WORK REQUIRED
Update the part of the listing that opens with the line containing "path in the photo below." and closes with the line containing "(1222, 196)", replacing "dirt path" with "gravel path" and leaving everything else unchanged. Leave the picture out of your answer.

RECORDS TO USE

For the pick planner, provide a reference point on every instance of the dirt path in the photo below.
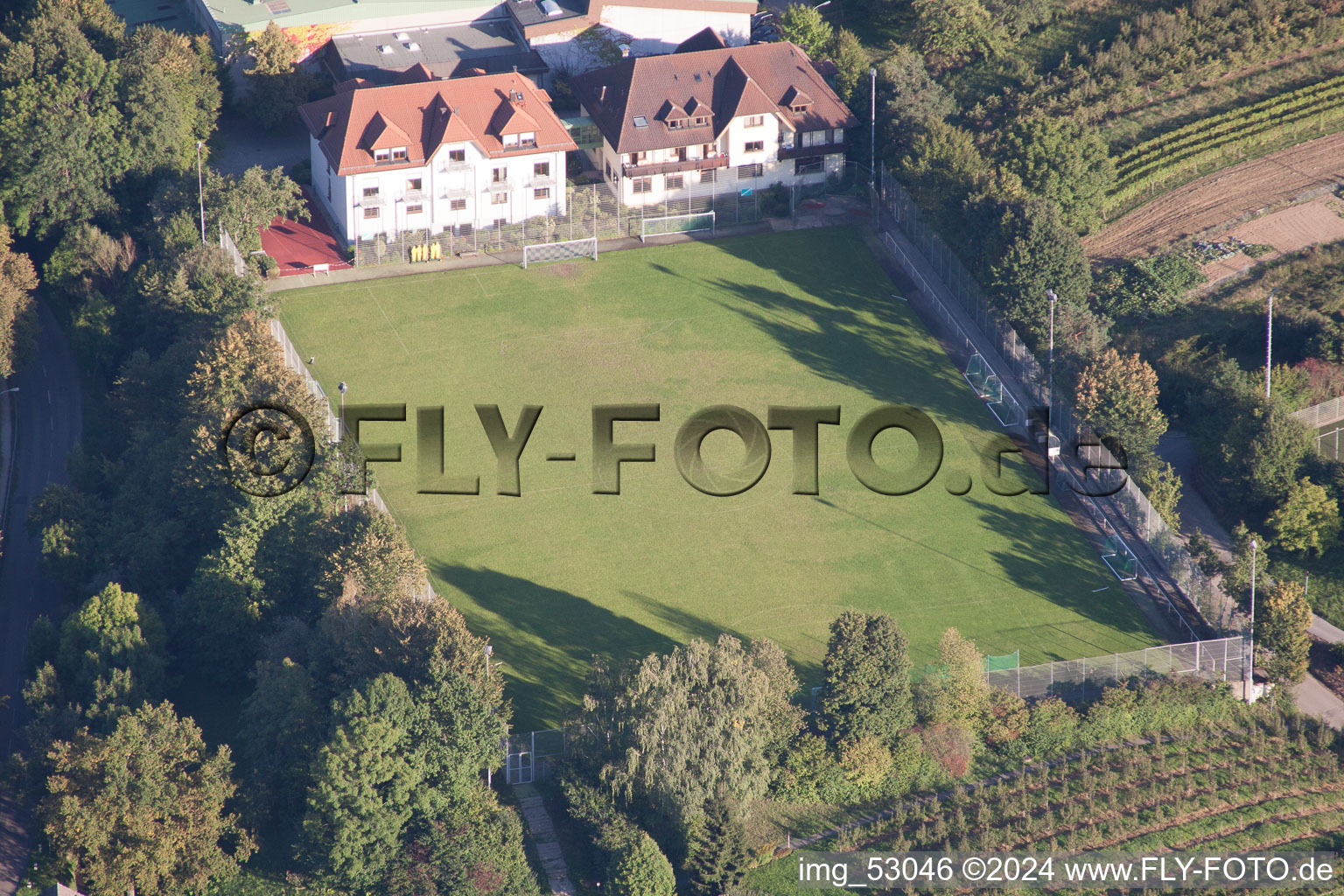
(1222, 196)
--
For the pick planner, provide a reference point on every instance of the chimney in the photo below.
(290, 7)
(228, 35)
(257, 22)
---
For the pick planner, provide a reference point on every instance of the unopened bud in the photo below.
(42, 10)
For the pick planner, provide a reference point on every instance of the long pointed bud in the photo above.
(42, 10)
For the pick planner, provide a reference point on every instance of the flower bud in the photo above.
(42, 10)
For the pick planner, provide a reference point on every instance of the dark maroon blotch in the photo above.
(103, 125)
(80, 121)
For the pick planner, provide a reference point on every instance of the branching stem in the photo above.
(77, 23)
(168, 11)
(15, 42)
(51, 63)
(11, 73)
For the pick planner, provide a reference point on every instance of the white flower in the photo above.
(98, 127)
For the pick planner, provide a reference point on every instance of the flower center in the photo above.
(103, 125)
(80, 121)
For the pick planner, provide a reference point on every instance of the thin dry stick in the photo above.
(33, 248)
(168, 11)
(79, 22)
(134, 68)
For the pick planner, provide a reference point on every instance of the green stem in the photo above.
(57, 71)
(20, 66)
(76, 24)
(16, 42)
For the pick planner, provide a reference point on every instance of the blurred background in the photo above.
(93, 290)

FINAL ANSWER
For the pick planner, provide a reference point on every instance of the gravel path in the photo below.
(1222, 196)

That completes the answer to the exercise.